[Gluster-users] Very slow performance on Sharded GlusterFS

Krutika Dhananjay kdhananj at redhat.com
Tue Jul 4 15:33:18 UTC 2017


Thanks. I think reusing the same volume was the cause of lack of IO
distribution.
The latest profile output looks much more realistic and in line with i
would expect.

Let me analyse the numbers a bit and get back.

-Krutika

On Tue, Jul 4, 2017 at 12:55 PM, <gencer at gencgiyen.com> wrote:

> Hi Krutika,
>
>
>
> Thank you so much for myour reply. Let me answer all:
>
>
>
>    1. I have no idea why it did not get distributed over all bricks.
>    2. Hm.. This is really weird.
>
>
>
> And others;
>
>
>
> No. I use only one volume. When I tested sharded and striped volumes, I
> manually stopped volume, deleted volume, purged data (data inside of
> bricks/disks) and re-create by using this command:
>
>
>
> sudo gluster volume create testvol replica 2 sr-09-loc-50-14-18:/bricks/brick1
> sr-10-loc-50-14-18:/bricks/brick1 sr-09-loc-50-14-18:/bricks/brick2
> sr-10-loc-50-14-18:/bricks/brick2 sr-09-loc-50-14-18:/bricks/brick3
> sr-10-loc-50-14-18:/bricks/brick3 sr-09-loc-50-14-18:/bricks/brick4
> sr-10-loc-50-14-18:/bricks/brick4 sr-09-loc-50-14-18:/bricks/brick5
> sr-10-loc-50-14-18:/bricks/brick5 sr-09-loc-50-14-18:/bricks/brick6
> sr-10-loc-50-14-18:/bricks/brick6 sr-09-loc-50-14-18:/bricks/brick7
> sr-10-loc-50-14-18:/bricks/brick7 sr-09-loc-50-14-18:/bricks/brick8
> sr-10-loc-50-14-18:/bricks/brick8 sr-09-loc-50-14-18:/bricks/brick9
> sr-10-loc-50-14-18:/bricks/brick9 sr-09-loc-50-14-18:/bricks/brick10
> sr-10-loc-50-14-18:/bricks/brick10 force
>
>
>
> and of course after that volume start executed. If shard enabled, I enable
> that feature BEFORE I start the sharded volume than mount.

**Extracted records:**
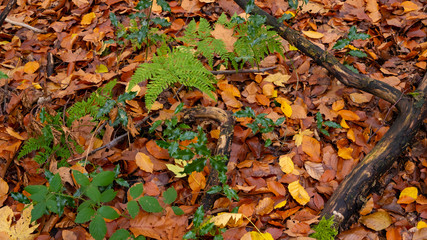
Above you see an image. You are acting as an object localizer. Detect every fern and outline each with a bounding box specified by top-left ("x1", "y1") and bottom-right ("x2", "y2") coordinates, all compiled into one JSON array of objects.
[
  {"x1": 128, "y1": 49, "x2": 215, "y2": 109},
  {"x1": 178, "y1": 18, "x2": 234, "y2": 68}
]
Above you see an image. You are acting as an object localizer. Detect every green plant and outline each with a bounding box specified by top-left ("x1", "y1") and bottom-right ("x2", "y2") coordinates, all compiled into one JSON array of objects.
[
  {"x1": 183, "y1": 206, "x2": 226, "y2": 240},
  {"x1": 110, "y1": 0, "x2": 171, "y2": 49},
  {"x1": 129, "y1": 48, "x2": 219, "y2": 109},
  {"x1": 11, "y1": 165, "x2": 184, "y2": 240},
  {"x1": 310, "y1": 216, "x2": 338, "y2": 240},
  {"x1": 149, "y1": 104, "x2": 239, "y2": 200},
  {"x1": 18, "y1": 80, "x2": 136, "y2": 165},
  {"x1": 316, "y1": 112, "x2": 342, "y2": 137},
  {"x1": 233, "y1": 107, "x2": 286, "y2": 147}
]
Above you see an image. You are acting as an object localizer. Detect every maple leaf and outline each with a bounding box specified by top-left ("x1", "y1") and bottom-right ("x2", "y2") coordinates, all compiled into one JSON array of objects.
[{"x1": 0, "y1": 205, "x2": 39, "y2": 240}]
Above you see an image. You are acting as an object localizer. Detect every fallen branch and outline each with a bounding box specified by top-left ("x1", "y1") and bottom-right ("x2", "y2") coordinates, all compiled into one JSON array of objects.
[{"x1": 234, "y1": 0, "x2": 427, "y2": 230}]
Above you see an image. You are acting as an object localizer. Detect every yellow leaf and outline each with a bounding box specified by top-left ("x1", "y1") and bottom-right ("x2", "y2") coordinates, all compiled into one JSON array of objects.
[
  {"x1": 338, "y1": 147, "x2": 353, "y2": 159},
  {"x1": 135, "y1": 152, "x2": 154, "y2": 173},
  {"x1": 0, "y1": 205, "x2": 39, "y2": 240},
  {"x1": 274, "y1": 200, "x2": 287, "y2": 209},
  {"x1": 24, "y1": 61, "x2": 40, "y2": 74},
  {"x1": 166, "y1": 159, "x2": 187, "y2": 178},
  {"x1": 95, "y1": 64, "x2": 108, "y2": 73},
  {"x1": 80, "y1": 12, "x2": 96, "y2": 25},
  {"x1": 210, "y1": 213, "x2": 243, "y2": 228},
  {"x1": 264, "y1": 72, "x2": 291, "y2": 87},
  {"x1": 288, "y1": 180, "x2": 310, "y2": 205},
  {"x1": 292, "y1": 129, "x2": 313, "y2": 147},
  {"x1": 397, "y1": 187, "x2": 418, "y2": 204},
  {"x1": 302, "y1": 31, "x2": 324, "y2": 39},
  {"x1": 279, "y1": 155, "x2": 295, "y2": 174},
  {"x1": 417, "y1": 221, "x2": 427, "y2": 229},
  {"x1": 400, "y1": 1, "x2": 419, "y2": 13}
]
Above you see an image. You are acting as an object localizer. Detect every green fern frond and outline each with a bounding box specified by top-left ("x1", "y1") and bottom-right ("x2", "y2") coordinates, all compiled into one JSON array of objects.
[{"x1": 129, "y1": 49, "x2": 215, "y2": 109}]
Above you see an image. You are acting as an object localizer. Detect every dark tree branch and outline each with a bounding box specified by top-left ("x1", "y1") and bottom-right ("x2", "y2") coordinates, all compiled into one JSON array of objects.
[
  {"x1": 0, "y1": 0, "x2": 16, "y2": 26},
  {"x1": 234, "y1": 0, "x2": 427, "y2": 230}
]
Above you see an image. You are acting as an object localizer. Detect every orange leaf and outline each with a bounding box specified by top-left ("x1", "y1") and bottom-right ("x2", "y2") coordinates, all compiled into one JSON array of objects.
[
  {"x1": 288, "y1": 180, "x2": 310, "y2": 205},
  {"x1": 302, "y1": 136, "x2": 322, "y2": 162},
  {"x1": 338, "y1": 110, "x2": 360, "y2": 121},
  {"x1": 135, "y1": 152, "x2": 154, "y2": 173},
  {"x1": 302, "y1": 31, "x2": 324, "y2": 39},
  {"x1": 24, "y1": 61, "x2": 40, "y2": 74},
  {"x1": 338, "y1": 146, "x2": 353, "y2": 159}
]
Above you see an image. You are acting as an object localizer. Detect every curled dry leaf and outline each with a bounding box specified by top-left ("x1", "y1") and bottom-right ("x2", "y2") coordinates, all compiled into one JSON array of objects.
[{"x1": 359, "y1": 211, "x2": 392, "y2": 231}]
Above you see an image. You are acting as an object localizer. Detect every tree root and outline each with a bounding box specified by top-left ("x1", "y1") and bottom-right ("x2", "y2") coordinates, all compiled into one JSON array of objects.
[
  {"x1": 183, "y1": 107, "x2": 234, "y2": 210},
  {"x1": 234, "y1": 0, "x2": 427, "y2": 230}
]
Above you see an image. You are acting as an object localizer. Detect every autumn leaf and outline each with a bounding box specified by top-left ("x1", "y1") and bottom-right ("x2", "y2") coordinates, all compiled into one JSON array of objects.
[
  {"x1": 135, "y1": 152, "x2": 154, "y2": 173},
  {"x1": 24, "y1": 61, "x2": 40, "y2": 74},
  {"x1": 210, "y1": 213, "x2": 243, "y2": 228},
  {"x1": 279, "y1": 155, "x2": 295, "y2": 174},
  {"x1": 0, "y1": 205, "x2": 39, "y2": 240},
  {"x1": 288, "y1": 180, "x2": 310, "y2": 205},
  {"x1": 359, "y1": 211, "x2": 392, "y2": 231},
  {"x1": 397, "y1": 187, "x2": 418, "y2": 204}
]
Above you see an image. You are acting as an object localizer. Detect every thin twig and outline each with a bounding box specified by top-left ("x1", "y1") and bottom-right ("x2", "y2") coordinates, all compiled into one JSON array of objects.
[
  {"x1": 211, "y1": 66, "x2": 277, "y2": 75},
  {"x1": 4, "y1": 18, "x2": 46, "y2": 33}
]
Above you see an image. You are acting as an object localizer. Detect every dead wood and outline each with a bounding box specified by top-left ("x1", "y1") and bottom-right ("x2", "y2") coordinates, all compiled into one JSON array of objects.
[
  {"x1": 234, "y1": 0, "x2": 427, "y2": 230},
  {"x1": 183, "y1": 107, "x2": 234, "y2": 210}
]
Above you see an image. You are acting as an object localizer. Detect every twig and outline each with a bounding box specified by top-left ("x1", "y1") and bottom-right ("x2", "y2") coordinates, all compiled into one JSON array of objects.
[
  {"x1": 4, "y1": 18, "x2": 46, "y2": 33},
  {"x1": 211, "y1": 66, "x2": 277, "y2": 75}
]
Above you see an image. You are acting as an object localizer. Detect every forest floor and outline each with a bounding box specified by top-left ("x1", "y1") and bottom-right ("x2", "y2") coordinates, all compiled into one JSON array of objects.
[{"x1": 0, "y1": 0, "x2": 427, "y2": 239}]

**Stated task:**
Can you return the part of the sharded GlusterFS thread above, starting with "Krutika Dhananjay kdhananj" and going on through "and get back.", word for word?

**Result for this task:**
Krutika Dhananjay kdhananj at redhat.com
Tue Jul 4 15:33:18 UTC 2017


Thanks. I think reusing the same volume was the cause of lack of IO
distribution.
The latest profile output looks much more realistic and in line with i
would expect.

Let me analyse the numbers a bit and get back.